→ Stored data
--------------------------------
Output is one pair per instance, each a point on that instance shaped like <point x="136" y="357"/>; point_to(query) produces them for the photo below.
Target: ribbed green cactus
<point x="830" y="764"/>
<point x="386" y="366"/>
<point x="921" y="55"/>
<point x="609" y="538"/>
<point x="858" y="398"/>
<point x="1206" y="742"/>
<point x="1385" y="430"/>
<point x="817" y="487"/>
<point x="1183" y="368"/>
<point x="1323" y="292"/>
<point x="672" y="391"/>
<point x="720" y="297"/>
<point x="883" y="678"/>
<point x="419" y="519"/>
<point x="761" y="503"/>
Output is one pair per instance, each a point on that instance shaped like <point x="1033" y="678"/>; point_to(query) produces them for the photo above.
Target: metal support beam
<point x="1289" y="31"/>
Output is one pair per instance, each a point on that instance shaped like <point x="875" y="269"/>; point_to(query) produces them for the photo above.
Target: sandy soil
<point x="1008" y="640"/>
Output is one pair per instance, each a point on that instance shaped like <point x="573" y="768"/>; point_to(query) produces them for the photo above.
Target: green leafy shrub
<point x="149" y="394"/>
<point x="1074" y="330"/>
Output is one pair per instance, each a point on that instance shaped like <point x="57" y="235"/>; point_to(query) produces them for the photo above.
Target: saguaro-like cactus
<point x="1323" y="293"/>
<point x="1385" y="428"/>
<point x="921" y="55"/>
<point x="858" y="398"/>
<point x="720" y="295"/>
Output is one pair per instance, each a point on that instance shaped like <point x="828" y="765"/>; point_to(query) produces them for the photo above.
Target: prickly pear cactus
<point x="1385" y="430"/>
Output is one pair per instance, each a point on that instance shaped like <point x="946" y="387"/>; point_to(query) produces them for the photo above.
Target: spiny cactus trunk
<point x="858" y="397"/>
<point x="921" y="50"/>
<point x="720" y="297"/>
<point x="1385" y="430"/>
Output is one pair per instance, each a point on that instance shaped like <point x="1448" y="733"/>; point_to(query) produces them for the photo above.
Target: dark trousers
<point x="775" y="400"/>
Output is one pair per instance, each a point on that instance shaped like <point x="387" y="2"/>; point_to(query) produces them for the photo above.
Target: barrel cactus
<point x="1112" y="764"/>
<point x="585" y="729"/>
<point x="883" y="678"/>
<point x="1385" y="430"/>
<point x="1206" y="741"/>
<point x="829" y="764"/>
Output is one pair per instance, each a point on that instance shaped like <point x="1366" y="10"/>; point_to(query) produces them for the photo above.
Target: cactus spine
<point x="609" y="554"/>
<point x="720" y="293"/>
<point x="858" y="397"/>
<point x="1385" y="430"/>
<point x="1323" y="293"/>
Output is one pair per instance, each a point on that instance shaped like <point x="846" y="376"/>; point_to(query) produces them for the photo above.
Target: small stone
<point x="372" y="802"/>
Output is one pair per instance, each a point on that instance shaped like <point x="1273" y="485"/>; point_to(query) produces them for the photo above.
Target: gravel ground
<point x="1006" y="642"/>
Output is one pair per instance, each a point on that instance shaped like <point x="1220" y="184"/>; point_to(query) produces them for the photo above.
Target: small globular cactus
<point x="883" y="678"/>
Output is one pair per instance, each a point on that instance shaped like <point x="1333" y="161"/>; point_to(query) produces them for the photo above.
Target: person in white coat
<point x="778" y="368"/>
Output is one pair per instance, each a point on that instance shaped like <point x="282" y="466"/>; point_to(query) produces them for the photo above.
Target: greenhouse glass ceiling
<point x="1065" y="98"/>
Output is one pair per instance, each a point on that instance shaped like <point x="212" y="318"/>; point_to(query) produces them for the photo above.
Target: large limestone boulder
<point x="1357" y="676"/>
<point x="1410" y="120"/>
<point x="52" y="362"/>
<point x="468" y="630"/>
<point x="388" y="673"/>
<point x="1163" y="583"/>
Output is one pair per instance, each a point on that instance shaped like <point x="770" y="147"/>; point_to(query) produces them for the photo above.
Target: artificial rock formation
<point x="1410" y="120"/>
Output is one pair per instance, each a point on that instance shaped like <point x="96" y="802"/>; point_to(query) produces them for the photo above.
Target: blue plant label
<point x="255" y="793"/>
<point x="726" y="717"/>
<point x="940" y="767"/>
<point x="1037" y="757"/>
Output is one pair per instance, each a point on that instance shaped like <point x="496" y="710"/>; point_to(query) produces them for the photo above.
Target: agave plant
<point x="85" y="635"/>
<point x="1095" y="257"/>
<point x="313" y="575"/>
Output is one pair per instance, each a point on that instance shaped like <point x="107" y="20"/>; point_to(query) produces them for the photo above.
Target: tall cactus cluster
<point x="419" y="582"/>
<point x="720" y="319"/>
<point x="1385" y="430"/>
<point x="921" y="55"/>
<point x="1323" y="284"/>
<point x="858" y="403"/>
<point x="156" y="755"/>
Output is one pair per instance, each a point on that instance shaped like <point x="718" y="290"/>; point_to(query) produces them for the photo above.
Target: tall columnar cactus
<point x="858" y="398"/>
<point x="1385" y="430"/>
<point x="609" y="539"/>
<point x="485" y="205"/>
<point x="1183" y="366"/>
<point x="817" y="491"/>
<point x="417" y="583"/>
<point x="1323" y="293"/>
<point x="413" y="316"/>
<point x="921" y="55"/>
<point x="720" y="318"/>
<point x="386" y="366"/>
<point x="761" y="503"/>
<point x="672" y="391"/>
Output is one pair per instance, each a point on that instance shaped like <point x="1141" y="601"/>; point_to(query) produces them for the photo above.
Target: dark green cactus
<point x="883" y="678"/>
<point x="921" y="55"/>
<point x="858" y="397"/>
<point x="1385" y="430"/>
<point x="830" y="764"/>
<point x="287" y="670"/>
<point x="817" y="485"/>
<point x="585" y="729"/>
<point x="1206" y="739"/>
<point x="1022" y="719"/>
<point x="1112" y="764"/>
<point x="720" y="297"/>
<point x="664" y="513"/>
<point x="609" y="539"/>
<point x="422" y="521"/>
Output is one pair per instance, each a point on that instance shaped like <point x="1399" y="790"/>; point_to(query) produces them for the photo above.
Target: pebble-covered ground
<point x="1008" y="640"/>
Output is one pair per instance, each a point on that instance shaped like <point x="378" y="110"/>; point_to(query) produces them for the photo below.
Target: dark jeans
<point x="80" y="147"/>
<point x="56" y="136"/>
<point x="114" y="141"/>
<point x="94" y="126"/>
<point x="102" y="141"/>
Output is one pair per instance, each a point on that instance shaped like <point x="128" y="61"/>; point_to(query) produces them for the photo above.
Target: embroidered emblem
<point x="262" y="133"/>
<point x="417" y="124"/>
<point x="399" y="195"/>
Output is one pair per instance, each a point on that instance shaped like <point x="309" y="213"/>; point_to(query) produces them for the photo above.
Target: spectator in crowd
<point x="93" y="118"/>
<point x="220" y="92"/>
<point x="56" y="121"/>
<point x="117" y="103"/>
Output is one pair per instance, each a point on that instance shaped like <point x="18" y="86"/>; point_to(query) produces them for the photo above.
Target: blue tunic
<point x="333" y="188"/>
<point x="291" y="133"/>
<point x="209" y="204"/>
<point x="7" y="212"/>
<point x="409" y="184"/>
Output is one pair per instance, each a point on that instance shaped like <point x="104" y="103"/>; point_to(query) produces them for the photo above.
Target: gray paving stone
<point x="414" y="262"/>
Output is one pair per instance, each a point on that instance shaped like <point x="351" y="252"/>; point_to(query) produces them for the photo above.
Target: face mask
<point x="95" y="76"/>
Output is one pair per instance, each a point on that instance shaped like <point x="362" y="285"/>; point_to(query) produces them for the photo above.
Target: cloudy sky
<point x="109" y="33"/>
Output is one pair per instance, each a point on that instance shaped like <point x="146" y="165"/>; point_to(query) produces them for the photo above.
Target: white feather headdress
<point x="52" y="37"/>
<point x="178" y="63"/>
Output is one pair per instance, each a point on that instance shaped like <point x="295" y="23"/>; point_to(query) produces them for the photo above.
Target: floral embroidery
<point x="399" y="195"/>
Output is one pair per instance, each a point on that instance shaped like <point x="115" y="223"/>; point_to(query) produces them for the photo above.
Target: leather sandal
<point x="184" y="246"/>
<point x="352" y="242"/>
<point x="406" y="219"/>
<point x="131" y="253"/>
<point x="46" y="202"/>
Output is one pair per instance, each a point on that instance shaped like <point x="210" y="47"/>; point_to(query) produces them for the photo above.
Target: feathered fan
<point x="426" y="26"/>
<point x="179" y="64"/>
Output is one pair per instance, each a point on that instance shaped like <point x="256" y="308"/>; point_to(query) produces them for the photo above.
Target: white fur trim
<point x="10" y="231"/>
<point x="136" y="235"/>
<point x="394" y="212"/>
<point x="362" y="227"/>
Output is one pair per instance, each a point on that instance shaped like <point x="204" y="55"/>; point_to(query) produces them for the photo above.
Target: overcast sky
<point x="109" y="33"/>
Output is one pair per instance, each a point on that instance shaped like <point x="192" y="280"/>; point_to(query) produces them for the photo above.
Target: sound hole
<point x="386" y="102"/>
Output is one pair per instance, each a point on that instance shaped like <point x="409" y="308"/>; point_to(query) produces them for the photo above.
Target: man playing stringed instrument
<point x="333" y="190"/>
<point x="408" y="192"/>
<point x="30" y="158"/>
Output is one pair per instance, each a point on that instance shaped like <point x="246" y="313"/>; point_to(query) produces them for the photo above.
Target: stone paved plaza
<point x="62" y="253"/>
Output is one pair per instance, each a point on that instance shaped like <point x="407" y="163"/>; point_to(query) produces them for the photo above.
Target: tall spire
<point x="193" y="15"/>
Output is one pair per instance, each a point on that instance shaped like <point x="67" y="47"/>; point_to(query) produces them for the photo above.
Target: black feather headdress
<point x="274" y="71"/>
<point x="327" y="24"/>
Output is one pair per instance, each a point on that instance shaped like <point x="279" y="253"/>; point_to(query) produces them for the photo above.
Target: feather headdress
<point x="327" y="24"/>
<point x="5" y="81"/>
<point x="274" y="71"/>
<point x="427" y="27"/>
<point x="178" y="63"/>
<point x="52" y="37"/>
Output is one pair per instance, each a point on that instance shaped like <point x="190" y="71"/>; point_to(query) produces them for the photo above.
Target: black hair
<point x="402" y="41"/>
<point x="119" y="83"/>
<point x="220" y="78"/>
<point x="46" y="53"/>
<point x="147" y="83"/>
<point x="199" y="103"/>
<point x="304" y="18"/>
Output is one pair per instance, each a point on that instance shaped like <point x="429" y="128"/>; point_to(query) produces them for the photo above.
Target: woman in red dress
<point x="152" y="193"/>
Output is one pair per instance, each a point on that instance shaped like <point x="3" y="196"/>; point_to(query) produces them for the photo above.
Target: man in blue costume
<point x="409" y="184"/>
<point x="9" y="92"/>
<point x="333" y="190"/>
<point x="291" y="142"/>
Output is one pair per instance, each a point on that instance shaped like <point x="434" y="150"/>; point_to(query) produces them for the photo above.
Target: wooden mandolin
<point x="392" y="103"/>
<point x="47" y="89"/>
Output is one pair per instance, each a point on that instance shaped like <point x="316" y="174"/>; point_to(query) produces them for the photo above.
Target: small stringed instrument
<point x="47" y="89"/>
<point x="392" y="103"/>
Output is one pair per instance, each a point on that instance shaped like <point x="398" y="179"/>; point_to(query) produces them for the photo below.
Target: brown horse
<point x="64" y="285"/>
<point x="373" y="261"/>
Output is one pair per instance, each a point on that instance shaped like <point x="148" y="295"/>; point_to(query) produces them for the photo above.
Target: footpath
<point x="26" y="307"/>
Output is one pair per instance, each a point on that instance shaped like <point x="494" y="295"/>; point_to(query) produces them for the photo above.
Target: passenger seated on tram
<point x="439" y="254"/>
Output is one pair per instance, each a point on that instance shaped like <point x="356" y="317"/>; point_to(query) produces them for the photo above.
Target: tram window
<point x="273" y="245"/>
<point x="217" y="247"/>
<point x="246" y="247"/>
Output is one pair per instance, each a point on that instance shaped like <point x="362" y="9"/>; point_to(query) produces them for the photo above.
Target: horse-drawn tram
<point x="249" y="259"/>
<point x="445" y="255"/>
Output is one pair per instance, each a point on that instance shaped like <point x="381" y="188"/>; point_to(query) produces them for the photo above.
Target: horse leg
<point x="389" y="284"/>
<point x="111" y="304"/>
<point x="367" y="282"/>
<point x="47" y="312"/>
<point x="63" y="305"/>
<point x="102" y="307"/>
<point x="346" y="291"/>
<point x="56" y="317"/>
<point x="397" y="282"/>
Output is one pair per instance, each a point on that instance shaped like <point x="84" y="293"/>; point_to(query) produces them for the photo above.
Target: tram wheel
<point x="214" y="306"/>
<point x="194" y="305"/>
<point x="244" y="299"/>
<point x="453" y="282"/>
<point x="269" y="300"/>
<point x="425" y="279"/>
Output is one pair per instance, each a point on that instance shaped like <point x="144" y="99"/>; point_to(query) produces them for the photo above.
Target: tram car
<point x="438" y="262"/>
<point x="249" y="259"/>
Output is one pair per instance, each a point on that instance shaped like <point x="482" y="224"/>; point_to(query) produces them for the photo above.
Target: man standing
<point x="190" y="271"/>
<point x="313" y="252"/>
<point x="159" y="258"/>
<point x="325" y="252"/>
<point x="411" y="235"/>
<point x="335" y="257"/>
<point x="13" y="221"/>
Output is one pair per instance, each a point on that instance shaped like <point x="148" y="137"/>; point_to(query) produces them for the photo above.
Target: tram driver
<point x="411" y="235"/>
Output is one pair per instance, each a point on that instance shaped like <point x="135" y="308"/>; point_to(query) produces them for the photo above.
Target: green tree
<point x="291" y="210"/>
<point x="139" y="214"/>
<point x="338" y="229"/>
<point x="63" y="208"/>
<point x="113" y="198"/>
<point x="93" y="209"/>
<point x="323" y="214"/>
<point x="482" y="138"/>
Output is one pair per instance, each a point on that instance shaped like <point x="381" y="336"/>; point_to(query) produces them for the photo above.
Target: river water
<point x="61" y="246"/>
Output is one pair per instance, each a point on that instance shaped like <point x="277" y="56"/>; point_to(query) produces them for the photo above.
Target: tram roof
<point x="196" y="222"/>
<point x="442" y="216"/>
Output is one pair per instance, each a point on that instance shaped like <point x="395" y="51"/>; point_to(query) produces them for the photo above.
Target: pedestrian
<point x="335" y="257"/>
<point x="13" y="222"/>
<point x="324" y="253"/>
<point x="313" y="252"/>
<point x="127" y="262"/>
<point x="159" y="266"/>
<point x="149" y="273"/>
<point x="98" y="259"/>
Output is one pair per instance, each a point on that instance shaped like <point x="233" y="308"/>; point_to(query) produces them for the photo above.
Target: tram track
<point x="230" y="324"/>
--------------------------------
→ What to do
How many lines in the rows above contain the string "instrument", with case counting? Reply with the number alone.

→ Worked solution
2